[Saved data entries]
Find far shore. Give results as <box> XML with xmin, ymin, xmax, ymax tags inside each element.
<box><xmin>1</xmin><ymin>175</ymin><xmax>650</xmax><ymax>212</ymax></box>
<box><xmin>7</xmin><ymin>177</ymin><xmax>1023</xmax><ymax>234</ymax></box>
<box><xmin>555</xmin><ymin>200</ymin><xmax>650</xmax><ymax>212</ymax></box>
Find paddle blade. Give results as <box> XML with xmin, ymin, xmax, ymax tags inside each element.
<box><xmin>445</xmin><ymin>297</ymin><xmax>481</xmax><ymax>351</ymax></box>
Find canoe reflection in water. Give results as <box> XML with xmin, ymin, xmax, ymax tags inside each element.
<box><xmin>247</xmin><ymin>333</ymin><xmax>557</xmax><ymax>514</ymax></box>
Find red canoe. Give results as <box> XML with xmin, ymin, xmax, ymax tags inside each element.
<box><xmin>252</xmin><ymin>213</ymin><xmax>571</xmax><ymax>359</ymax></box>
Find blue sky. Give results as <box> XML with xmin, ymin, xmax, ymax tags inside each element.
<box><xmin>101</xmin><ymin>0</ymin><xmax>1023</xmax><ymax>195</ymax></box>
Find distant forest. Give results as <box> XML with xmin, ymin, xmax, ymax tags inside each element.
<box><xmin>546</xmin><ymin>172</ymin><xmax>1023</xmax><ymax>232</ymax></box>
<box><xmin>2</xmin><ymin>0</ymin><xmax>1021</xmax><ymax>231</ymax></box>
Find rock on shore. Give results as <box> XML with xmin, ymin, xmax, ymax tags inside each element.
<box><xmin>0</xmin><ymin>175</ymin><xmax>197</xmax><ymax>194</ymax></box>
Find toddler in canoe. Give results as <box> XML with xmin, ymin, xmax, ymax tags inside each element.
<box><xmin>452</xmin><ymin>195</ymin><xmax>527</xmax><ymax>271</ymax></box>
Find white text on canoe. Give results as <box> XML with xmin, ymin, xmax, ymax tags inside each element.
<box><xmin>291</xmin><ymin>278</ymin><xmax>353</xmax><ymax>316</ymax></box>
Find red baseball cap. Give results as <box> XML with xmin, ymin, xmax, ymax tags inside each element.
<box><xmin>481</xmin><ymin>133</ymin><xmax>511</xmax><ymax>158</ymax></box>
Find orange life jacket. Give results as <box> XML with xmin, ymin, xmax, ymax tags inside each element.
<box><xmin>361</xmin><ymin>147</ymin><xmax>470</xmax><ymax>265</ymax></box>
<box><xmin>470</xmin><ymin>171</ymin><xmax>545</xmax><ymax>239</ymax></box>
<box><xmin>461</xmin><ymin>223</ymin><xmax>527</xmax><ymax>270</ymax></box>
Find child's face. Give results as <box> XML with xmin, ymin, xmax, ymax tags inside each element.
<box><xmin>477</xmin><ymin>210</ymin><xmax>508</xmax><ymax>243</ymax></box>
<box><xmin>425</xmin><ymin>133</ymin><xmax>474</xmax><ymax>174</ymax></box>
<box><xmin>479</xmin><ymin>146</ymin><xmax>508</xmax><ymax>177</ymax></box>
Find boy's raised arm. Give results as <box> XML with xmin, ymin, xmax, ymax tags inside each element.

* * *

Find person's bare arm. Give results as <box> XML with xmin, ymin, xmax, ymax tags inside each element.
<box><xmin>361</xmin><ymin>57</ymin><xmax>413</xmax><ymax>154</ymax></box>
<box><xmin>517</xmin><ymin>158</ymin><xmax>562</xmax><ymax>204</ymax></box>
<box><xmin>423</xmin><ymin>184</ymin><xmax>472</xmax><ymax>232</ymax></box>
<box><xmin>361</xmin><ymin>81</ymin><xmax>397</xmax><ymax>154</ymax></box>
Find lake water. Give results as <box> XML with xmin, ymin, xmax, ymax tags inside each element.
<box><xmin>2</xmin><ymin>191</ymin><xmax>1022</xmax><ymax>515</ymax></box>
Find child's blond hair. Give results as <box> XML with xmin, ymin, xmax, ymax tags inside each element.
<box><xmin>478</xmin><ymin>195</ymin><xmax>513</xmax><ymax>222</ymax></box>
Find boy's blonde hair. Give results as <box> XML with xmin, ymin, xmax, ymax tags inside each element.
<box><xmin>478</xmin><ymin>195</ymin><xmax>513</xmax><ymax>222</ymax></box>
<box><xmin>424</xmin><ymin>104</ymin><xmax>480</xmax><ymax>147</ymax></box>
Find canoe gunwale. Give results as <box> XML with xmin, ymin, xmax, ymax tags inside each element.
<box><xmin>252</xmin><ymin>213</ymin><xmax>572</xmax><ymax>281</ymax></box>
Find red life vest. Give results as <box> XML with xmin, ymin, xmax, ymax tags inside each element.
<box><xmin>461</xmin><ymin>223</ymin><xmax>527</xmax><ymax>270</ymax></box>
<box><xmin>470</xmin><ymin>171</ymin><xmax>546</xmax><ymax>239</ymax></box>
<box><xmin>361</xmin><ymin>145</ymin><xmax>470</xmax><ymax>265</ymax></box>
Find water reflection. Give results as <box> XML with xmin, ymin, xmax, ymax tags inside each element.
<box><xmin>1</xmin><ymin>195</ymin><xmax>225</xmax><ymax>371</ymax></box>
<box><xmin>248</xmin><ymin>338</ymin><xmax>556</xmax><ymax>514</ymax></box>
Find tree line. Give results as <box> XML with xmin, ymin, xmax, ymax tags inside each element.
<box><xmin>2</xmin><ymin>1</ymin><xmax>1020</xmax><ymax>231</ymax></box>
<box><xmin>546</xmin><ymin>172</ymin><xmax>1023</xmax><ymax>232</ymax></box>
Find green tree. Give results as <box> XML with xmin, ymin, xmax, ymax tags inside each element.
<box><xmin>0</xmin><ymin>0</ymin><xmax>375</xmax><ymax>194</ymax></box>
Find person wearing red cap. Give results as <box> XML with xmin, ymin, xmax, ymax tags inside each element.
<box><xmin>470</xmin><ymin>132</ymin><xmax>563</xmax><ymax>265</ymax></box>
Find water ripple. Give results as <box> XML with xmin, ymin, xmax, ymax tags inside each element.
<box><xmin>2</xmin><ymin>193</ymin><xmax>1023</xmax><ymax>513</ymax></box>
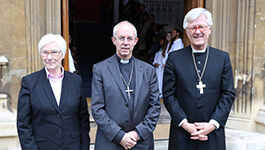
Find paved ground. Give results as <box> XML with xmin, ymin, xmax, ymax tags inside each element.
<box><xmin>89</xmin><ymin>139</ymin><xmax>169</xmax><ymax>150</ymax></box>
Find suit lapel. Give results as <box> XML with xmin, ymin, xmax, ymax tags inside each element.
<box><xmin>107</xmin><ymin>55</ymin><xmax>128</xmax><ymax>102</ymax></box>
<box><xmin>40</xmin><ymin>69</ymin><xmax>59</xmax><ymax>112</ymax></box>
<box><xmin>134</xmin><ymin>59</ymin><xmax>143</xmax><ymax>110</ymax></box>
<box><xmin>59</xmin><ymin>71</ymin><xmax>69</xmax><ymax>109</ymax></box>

• Work instructions
Only the lines above from the line containing "Find toddler in" through the line containing "Find boy's raised" should be retyped, exactly and with both ends included.

• Exercise answer
Find toddler in canoe. Give results as <box> XML with xmin, ymin, xmax, ymax tags inside each element.
<box><xmin>452</xmin><ymin>195</ymin><xmax>527</xmax><ymax>271</ymax></box>
Find white text on canoe. Give results as <box> XML with xmin, ymin, xmax, ymax tags inside each element.
<box><xmin>291</xmin><ymin>278</ymin><xmax>353</xmax><ymax>316</ymax></box>
Find red baseball cap. Give results as <box> XML with xmin, ymin, xmax, ymax tags inside each element.
<box><xmin>481</xmin><ymin>133</ymin><xmax>511</xmax><ymax>158</ymax></box>
Find orange life jacket. Give results as <box> XML with xmin, ymin, xmax, ymax tags inside each element.
<box><xmin>361</xmin><ymin>147</ymin><xmax>470</xmax><ymax>265</ymax></box>
<box><xmin>470</xmin><ymin>171</ymin><xmax>545</xmax><ymax>239</ymax></box>
<box><xmin>461</xmin><ymin>223</ymin><xmax>527</xmax><ymax>270</ymax></box>
Find child's face. Give results as <box> XML with xmin, ymin, xmax, ymax tags inside each element.
<box><xmin>477</xmin><ymin>210</ymin><xmax>508</xmax><ymax>243</ymax></box>
<box><xmin>425</xmin><ymin>133</ymin><xmax>474</xmax><ymax>174</ymax></box>
<box><xmin>479</xmin><ymin>146</ymin><xmax>508</xmax><ymax>177</ymax></box>
Find boy's raised arm. Give results as <box> XML with xmin, ymin, xmax, ymax tags inside each element.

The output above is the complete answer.